Texte source:
══════════

C’est en Norvège, à Kirkenes qu’officie désormais Klemet, affublé d’un coéquipier finlandais, Nina ayant quitté la police des rennes. Autre pays, autre ville, mêmes problèmes. Frontalière de la Russie, la région se heurte à des problèmes de voisinage. Les rennes ne connaissent pas les frontières et vont allègrement brouter le lichen russe tandis que les chiens errants russes attaquent les troupeaux côté norvégien. La vallée de Pasvik pourrait devenir le théâtre d’un incident diplomatique d’envergure. Car si les bêtes font fi des frontières créées par les hommes, il en va de même pour les Samis qui aimeraient profiter des pâturages russes comme le faisaient leurs aïeux, avant que les guerres ne dessinent ses lignes imaginaires. C’est le cas de Piera Kyrö dont quarante bêtes sont passées à l’est, poussées par un instinct ancestral qui les fait rechercher le lichen blanc, celui-là même dont rêve Piera pour ses rennes. Alors qu’un député suédois et sami aimerait réunir en une même assemblée samis, scandinaves et russes, de l’autre côté de la frontière on voit une opportunité d’organiser des trafics et de s’enrichir. Pour Klemet, la tâche est rude. Il s’agit de récupérer les rennes, de se débarrasser des chiens et de ne pas froisser les sensibilités. Et si son coéquipier lui est insupportable, il peut à nouveau compter sur Nina qui, à sa grande surprise, a intégré le Commissariat des gardes-frontières.

Curieuse enquête qui se déroule de nos jours sous Poutine mais n’aurait pas paru anachronique au temps de la guerre froide. Même défiance, même fibre patriotique, mêmes chicaneries bureaucratiques, mêmes soupçons d’espionnage.

══════════

Données recueillies:

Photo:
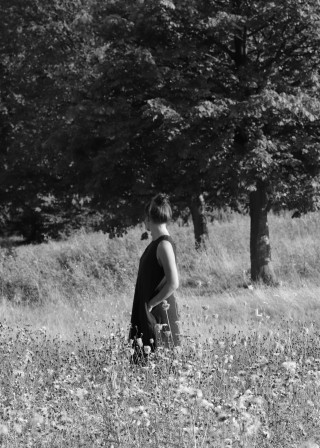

══════════

Consignes:
A - Répondez à ces questions d’après le texte source :
(i) Dans quelle ville de Norvège Klemet travaille-t-il maintenant ?
(ii) Combien de bêtes de Piera Kyrö sont passées à l’est ?
(iii) Quel service Nina a-t-elle rejoint ?
B - Pour chaque affirmation, dites si elle correspond au texte source. Justifiez par une citation.
(i) Le coéquipier de Klemet est finlandais.
(ii) Ce sont des chiens errants norvégiens qui attaquent les troupeaux côté russe.
(iii) L’enquête se passe à l’époque de la guerre froide.
C - Recopiez le texte source depuis « Curieuse enquête qui » jusqu’à « mêmes soupçons d’espionnage. ». Remplacez « défiance » par « méfiance ».

Corrigé complet:
A -
(i) À Kirkenes.
(ii) Quarante.
(iii) Le Commissariat des gardes-frontières.

B -
(i) Oui : « affublé d’un coéquipier finlandais ».
(ii) Non : « les chiens errants russes attaquent les troupeaux côté norvégien ».
(iii) Non : « se déroule de nos jours sous Poutine ».

C -
Curieuse enquête qui se déroule de nos jours sous Poutine mais n’aurait pas paru anachronique au temps de la guerre froide. Même méfiance, même fibre patriotique, mêmes chicaneries bureaucratiques, mêmes soupçons d’espionnage.